§ **PROBLEM TO SOLVE**:
Update the records below so that "pergola post" reads "fence post", keeping every other part of the lines unchanged.

#####

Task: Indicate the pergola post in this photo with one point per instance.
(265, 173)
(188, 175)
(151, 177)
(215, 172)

#####

§ **FINAL RESULT**:
Task: Indicate the fence post in this photo with one point per instance.
(265, 173)
(188, 175)
(151, 177)
(215, 172)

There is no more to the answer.